** Written request **
Reproduce the Croton Point trip report below word for word, from its header to its final sentence.

Trip Reports
Croton Point — October 28, 2017

Many thanks to our good friend Tait Johansson for leading this great trip. As he always does, he helped us see many species of birds. Tait is the resident naturalist at Bedford Audubon's Bylane Farm.

Birding the Hudson River at our first stop - photo by Carena Pooth
Birding the Hudson River at our first stop - photo by Carena Pooth

The first place we went to was the shoreline right by the park office where we met. On the shore, a female mallard had a mutation of white on the throat (leucism or hybrid). A kingfisher zipped over the water about 25 feet away from the shoreline, but it didn’t stop to pose for us. 2 bald eagles were seen on the adjacent shore, one on the shoreline and one in a tree above it. The one on the shoreline appeared to be eating something, but we couldn’t make it out. It was a large fish, but the eagle blocked it with its body.

We drove to the larger parking lot and headed down the tent camping route. I couldn’t help noticing 2 chickadees fighting while slowly spiraling to the ground near some conifers. Another one (probably the female) flew onto a bush and watched them. Both chickadees were blocked by another bush when falling towards the ground, so I couldn’t see the rest of the fight.

** Records **
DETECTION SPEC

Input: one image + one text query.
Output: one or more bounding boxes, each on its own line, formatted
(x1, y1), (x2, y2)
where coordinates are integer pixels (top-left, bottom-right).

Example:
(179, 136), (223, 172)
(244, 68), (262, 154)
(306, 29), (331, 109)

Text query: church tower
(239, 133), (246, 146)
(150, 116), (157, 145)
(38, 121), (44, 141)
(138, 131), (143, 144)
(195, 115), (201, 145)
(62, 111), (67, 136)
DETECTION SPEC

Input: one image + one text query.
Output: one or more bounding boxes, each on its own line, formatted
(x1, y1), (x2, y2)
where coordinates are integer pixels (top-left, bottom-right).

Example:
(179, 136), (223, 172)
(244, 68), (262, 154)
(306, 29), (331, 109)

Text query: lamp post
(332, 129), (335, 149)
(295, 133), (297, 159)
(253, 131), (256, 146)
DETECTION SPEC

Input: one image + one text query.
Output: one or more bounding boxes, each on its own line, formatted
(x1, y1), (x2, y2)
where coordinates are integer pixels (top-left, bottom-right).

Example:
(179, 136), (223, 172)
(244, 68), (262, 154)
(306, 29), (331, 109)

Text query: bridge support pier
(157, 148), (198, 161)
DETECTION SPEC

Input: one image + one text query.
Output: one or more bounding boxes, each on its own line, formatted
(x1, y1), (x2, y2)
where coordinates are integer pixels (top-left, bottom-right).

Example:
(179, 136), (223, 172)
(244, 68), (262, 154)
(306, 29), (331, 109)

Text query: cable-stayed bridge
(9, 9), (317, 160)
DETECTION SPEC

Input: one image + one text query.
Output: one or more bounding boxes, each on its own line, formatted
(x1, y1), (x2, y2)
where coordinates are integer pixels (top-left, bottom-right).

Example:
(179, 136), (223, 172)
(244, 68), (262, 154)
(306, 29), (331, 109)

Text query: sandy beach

** Reply to the exercise **
Trip Reports
Croton Point — October 28, 2017

Many thanks to our good friend Tait Johansson for leading this great trip. As he always does, he helped us see many species of birds. Tait is the resident naturalist at Bedford Audubon's Bylane Farm.

Birding the Hudson River at our first stop - photo by Carena Pooth
Birding the Hudson River at our first stop - photo by Carena Pooth

The first place we went to was the shoreline right by the park office where we met. On the shore, a female mallard had a mutation of white on the throat (leucism or hybrid). A kingfisher zipped over the water about 25 feet away from the shoreline, but it didn’t stop to pose for us. 2 bald eagles were seen on the adjacent shore, one on the shoreline and one in a tree above it. The one on the shoreline appeared to be eating something, but we couldn’t make it out. It was a large fish, but the eagle blocked it with its body.

We drove to the larger parking lot and headed down the tent camping route. I couldn’t help noticing 2 chickadees fighting while slowly spiraling to the ground near some conifers. Another one (probably the female) flew onto a bush and watched them. Both chickadees were blocked by another bush when falling towards the ground, so I couldn’t see the rest of the fight.